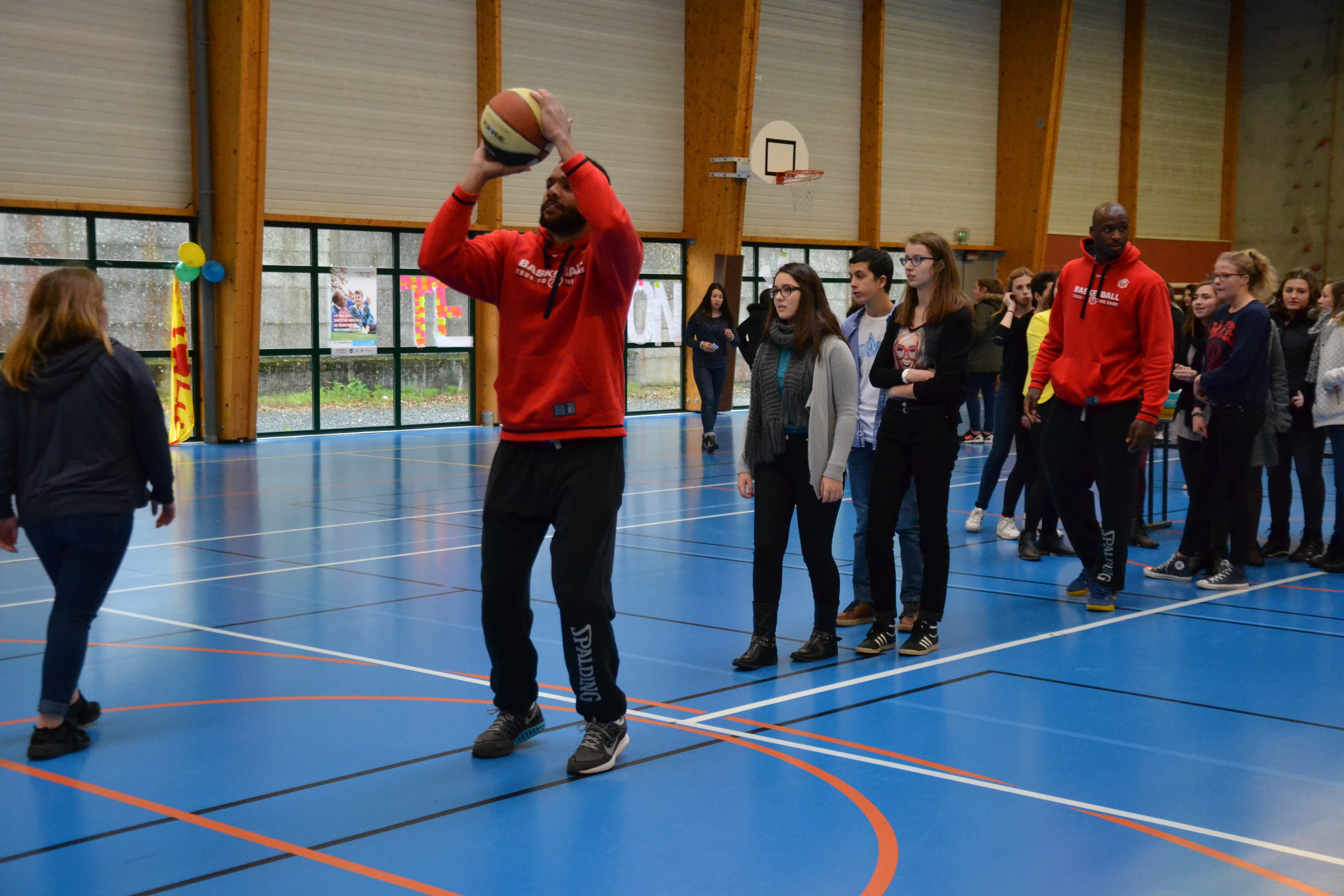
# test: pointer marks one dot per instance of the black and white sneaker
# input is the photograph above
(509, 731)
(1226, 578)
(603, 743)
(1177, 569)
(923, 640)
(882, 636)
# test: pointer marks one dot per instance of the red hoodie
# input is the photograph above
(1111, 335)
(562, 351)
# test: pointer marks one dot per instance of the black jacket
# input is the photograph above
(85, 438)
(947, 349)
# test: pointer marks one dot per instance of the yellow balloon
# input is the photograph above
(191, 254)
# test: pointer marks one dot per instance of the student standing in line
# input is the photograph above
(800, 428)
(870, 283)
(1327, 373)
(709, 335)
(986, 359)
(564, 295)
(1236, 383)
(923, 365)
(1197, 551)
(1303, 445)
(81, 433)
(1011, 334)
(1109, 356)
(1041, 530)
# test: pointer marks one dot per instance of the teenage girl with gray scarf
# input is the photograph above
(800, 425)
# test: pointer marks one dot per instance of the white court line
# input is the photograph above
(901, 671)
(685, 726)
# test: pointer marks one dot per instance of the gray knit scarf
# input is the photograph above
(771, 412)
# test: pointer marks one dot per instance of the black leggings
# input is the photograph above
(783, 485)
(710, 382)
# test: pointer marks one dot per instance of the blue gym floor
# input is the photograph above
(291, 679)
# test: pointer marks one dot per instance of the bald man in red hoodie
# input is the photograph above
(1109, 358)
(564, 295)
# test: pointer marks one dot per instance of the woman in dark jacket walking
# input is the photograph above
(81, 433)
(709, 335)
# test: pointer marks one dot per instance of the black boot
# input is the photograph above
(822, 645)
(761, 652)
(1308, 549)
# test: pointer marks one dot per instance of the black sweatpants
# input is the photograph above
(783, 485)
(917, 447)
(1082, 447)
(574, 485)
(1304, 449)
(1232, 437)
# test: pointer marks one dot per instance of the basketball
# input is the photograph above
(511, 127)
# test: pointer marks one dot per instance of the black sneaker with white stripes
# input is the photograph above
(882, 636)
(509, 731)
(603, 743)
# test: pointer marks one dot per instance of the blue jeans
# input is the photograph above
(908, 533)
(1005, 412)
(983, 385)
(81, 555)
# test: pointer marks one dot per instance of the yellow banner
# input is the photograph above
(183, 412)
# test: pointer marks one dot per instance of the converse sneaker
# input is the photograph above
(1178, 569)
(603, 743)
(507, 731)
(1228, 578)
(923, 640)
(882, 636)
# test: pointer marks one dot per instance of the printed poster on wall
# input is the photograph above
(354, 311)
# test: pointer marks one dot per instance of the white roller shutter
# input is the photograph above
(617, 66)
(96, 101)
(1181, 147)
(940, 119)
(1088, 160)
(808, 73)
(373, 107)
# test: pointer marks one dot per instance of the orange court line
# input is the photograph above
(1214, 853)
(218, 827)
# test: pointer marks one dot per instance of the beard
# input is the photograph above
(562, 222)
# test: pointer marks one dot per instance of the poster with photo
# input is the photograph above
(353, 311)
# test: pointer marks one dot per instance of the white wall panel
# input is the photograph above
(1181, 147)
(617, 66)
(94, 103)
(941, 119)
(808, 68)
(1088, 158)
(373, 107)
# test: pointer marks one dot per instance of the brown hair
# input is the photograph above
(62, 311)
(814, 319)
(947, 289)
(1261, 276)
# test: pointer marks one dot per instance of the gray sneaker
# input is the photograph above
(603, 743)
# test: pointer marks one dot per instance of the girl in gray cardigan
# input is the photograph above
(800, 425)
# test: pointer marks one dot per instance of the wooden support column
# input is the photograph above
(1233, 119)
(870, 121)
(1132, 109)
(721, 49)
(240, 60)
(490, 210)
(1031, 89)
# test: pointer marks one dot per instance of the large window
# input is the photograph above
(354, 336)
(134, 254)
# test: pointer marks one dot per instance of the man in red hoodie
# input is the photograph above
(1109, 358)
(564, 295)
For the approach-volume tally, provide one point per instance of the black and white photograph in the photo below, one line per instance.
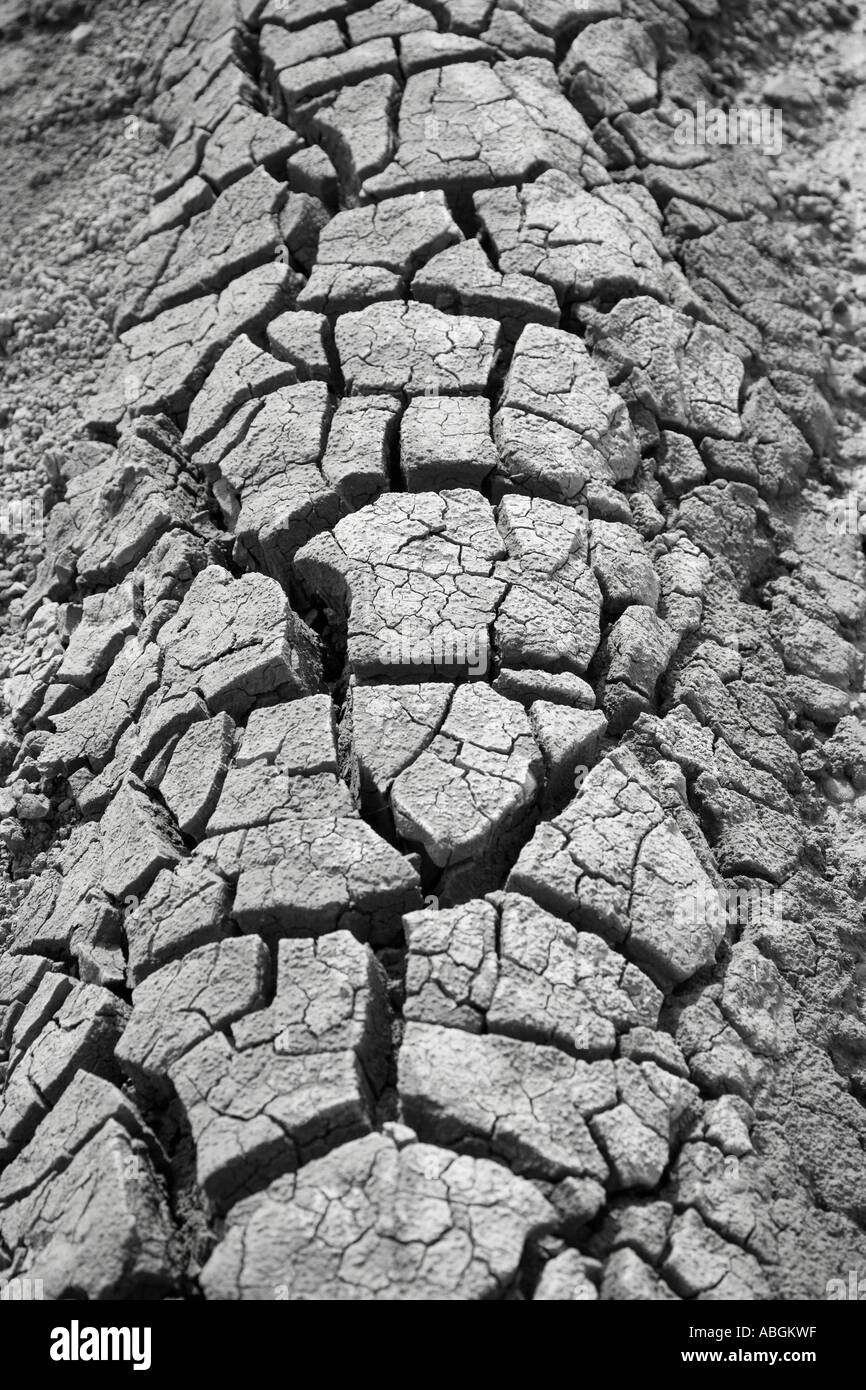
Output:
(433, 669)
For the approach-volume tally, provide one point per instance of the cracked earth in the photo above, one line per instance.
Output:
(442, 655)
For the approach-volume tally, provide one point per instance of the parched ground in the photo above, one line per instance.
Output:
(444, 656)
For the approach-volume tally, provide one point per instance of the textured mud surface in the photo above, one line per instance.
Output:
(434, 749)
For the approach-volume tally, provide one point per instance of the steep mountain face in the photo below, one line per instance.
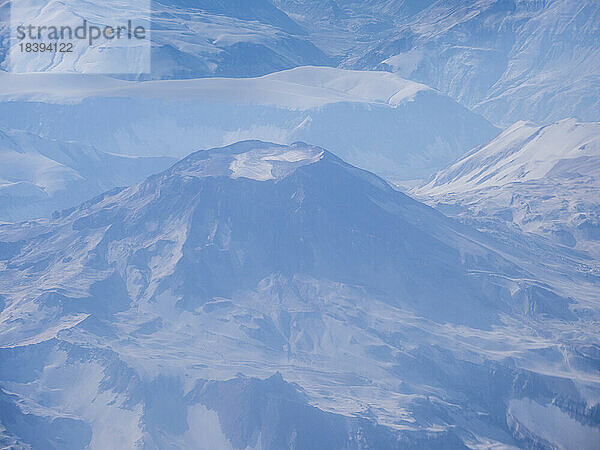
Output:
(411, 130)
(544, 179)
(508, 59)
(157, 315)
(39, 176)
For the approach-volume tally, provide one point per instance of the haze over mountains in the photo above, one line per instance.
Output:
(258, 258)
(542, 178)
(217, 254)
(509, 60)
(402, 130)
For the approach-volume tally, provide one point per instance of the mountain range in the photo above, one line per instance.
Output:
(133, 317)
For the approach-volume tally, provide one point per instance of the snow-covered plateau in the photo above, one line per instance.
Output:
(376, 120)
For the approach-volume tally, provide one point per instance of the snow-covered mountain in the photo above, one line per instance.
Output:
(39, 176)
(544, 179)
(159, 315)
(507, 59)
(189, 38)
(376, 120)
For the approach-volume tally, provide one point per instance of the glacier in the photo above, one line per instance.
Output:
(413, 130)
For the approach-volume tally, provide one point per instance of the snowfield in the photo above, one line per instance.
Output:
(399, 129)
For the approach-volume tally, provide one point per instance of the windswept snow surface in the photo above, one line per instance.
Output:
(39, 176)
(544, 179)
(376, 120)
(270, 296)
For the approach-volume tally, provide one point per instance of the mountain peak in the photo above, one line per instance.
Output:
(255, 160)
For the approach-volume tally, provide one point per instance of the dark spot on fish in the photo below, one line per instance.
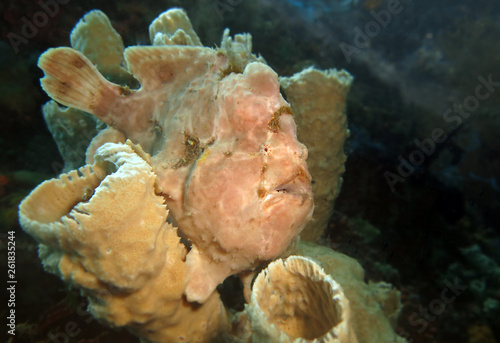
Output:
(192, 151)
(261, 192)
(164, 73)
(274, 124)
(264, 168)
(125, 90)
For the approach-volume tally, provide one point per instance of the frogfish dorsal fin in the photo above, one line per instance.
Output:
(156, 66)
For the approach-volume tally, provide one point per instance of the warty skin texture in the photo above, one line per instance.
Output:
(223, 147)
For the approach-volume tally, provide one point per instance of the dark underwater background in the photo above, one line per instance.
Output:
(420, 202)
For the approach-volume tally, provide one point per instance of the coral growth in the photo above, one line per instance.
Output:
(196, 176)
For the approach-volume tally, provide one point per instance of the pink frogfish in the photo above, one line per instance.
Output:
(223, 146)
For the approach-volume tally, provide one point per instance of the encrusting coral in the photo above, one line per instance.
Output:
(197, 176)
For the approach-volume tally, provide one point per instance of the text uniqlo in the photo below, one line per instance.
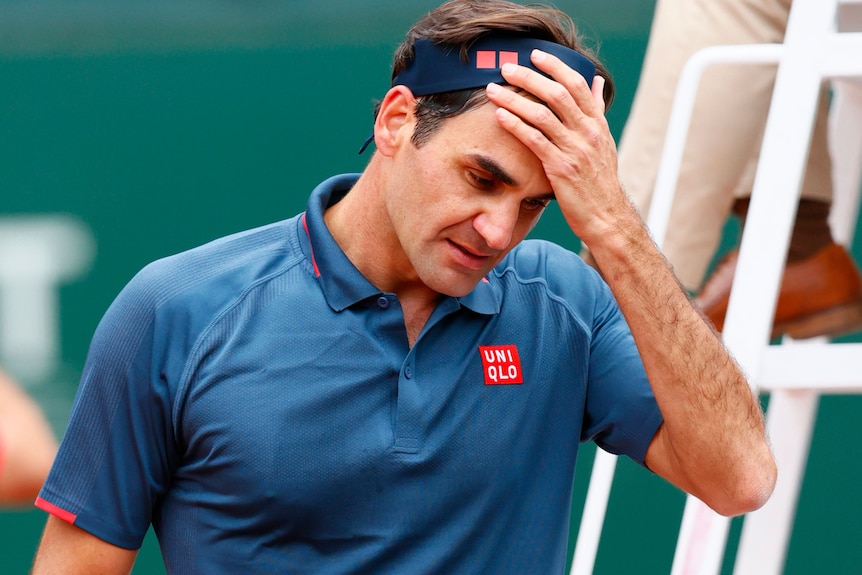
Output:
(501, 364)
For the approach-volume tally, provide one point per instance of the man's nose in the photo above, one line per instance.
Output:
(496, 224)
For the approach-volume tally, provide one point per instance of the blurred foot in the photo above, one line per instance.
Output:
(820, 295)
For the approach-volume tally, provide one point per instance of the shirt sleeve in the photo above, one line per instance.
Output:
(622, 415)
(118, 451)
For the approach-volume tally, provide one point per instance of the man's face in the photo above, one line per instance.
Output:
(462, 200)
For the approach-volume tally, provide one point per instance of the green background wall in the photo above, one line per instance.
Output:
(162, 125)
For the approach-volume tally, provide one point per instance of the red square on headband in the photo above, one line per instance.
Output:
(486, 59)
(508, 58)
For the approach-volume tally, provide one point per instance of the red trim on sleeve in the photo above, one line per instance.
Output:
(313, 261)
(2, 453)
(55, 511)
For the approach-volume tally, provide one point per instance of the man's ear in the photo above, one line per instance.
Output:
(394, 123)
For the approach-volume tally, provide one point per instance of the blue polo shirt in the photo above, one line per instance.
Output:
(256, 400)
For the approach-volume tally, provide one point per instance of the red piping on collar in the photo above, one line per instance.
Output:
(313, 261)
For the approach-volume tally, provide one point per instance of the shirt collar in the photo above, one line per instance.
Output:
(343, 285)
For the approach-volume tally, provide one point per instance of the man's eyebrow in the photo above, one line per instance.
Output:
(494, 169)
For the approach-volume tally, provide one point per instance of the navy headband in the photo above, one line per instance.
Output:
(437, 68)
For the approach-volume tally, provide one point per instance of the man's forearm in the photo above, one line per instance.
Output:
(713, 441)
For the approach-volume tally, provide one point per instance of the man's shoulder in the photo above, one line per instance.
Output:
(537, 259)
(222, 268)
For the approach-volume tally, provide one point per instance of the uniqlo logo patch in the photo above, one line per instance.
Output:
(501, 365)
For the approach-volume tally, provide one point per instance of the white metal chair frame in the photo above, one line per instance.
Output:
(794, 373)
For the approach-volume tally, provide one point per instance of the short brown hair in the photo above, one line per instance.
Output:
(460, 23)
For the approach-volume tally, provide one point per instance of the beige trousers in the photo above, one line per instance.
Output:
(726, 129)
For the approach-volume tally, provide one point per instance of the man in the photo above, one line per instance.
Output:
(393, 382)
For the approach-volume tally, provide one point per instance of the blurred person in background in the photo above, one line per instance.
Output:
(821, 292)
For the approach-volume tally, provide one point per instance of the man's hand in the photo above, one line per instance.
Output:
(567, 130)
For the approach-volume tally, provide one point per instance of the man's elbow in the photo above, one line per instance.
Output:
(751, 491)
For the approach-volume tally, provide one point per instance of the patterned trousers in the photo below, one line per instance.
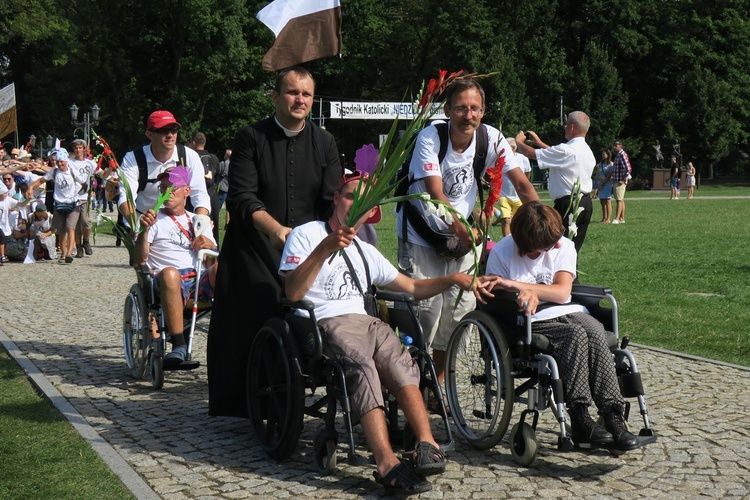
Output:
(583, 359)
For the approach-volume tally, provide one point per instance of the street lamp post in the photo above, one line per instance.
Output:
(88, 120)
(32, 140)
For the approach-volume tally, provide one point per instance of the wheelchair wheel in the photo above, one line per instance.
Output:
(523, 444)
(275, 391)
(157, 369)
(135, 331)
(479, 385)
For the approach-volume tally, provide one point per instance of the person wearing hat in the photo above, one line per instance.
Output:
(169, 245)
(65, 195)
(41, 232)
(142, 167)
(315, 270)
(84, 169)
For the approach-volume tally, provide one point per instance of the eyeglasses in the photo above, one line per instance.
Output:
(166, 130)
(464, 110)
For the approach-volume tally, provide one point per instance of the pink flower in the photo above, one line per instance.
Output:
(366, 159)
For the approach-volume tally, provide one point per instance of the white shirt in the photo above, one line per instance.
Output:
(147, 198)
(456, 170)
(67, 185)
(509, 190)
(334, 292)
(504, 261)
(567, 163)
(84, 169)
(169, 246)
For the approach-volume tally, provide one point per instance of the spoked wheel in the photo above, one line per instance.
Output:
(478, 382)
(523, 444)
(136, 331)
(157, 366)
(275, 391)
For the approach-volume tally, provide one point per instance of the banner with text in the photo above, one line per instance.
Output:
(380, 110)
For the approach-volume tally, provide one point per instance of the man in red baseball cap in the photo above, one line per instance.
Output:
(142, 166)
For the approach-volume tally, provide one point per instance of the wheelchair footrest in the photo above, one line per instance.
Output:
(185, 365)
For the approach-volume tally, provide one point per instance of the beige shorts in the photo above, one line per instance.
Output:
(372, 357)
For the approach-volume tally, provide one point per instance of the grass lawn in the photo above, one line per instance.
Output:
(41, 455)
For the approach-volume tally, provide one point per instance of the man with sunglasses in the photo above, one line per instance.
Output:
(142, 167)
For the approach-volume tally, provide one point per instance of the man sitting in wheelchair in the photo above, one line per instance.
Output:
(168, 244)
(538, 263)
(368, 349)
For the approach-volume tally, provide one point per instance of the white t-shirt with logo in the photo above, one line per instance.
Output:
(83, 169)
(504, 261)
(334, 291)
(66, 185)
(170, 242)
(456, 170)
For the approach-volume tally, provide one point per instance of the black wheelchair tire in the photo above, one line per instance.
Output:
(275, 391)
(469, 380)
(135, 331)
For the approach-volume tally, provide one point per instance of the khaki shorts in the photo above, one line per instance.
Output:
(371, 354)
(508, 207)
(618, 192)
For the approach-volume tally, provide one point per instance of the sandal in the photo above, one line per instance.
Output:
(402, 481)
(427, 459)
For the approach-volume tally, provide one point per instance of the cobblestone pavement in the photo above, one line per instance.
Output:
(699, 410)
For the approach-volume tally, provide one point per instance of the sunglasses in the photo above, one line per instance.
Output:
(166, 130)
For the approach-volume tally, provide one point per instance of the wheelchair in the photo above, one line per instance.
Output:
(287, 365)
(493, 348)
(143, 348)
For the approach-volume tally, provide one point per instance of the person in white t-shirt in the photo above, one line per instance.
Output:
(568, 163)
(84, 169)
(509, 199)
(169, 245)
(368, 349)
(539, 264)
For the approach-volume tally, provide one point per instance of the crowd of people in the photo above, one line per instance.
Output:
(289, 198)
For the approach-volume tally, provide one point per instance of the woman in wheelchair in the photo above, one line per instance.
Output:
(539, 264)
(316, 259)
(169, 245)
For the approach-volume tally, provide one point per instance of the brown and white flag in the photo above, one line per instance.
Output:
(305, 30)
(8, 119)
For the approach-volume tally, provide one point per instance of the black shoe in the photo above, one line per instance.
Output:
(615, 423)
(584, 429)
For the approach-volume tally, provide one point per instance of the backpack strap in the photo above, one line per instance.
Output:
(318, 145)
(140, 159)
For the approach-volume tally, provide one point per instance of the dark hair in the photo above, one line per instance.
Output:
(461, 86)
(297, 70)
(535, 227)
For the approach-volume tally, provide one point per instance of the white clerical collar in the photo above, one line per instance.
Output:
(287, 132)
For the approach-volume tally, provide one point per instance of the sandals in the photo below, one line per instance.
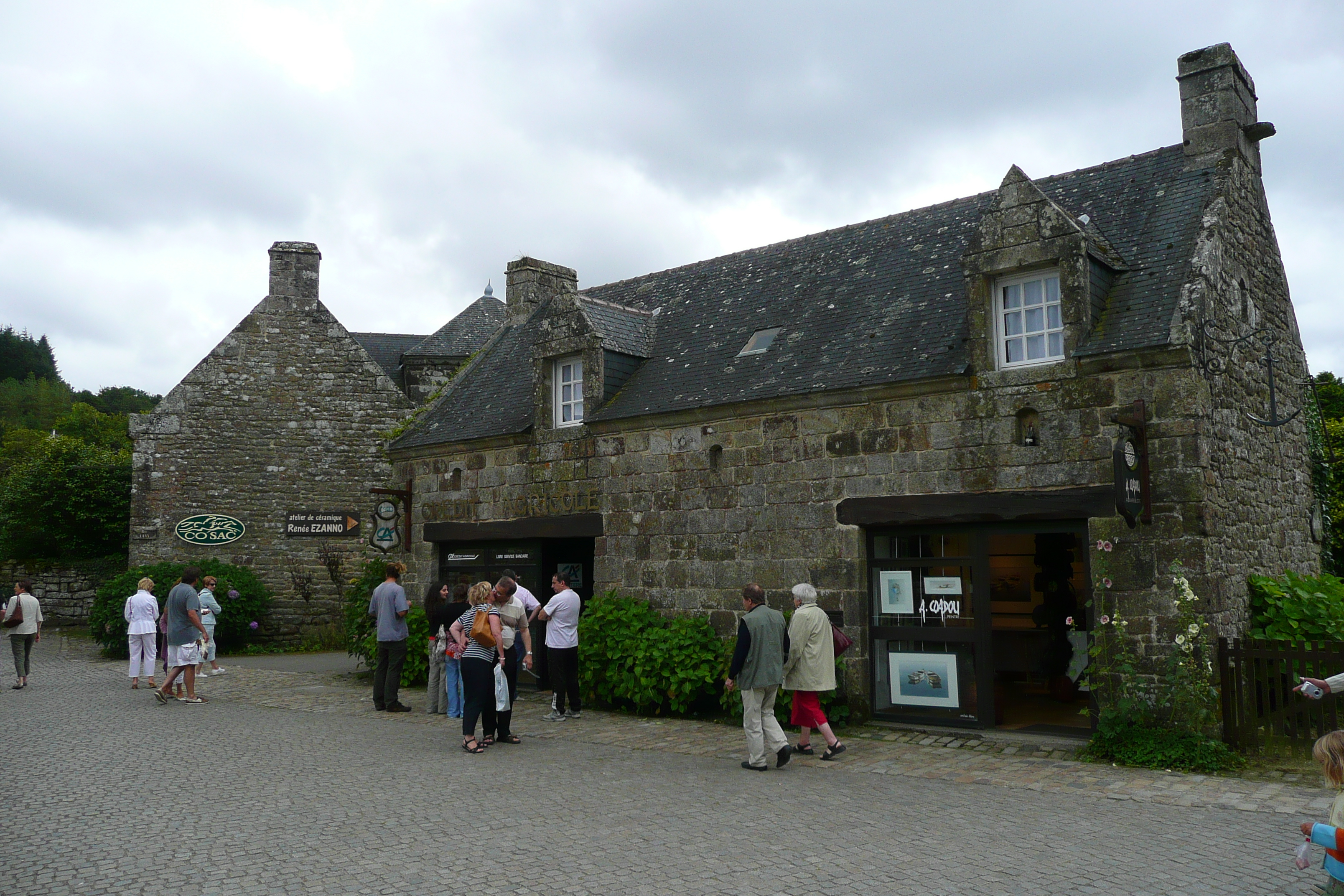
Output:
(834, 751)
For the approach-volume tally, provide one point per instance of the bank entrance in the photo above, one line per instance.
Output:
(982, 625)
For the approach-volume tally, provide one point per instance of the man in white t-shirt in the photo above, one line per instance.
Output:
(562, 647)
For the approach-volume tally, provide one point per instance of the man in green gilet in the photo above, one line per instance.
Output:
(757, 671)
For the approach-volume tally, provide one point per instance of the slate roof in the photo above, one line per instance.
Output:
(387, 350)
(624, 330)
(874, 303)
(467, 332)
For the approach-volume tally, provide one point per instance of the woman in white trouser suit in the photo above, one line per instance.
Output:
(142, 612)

Requirement:
Copy the data word for word, from the line containing "woman in wheelchair" through the end, both ends included. Leave out the pictures.

Result for this exercise:
For the approach-volume tally, provide one point per instance of the woman in wheelchair in the photo above, one line per instance.
Output:
(539, 264)
(316, 259)
(169, 245)
For the approach-volume tally, provide one point per instance of the brown and white flag in the photo above, one line per instance.
Output:
(305, 30)
(8, 119)
For the approach-volume tally, provide one point per instance of the black shoe in the photo above, one line per instance.
Output:
(615, 423)
(584, 429)
For the approach-volume tally, provide one point per instance of the backpack strap in the photo above, one line per instance.
Output:
(318, 145)
(140, 159)
For the approach-volume tally, provide one point per instance of the dark hair in the photo above, one line per instance.
Output:
(461, 86)
(297, 70)
(535, 227)
For the approach-volume tally, provide one point per instance of the white clerical collar in the photo above, one line per instance.
Output:
(287, 132)
For the approach-volume tally, provide one point per instance of the sandals in the photo below, one line per instance.
Output:
(834, 751)
For the approach-volume tally, provide one point per instance of the bank entrance in the photo above, one line per instance.
Output:
(982, 625)
For the approach-volume tally, provide one point per instance of the man in white t-shirt in the photo above, one line per instance.
Output:
(562, 647)
For the approach-volume tally, provide one point per instance of the man in green gilet in the photo above, one line per instance.
Output:
(757, 671)
For the approach-volume tally, provide one point per instance of the slate roof in the photo above, one line per instance.
Output:
(387, 350)
(624, 330)
(874, 303)
(467, 332)
For the approach-volume tally, provide one point per instance of the woman in white trouser suit in the photo above, one line per instance.
Output:
(142, 612)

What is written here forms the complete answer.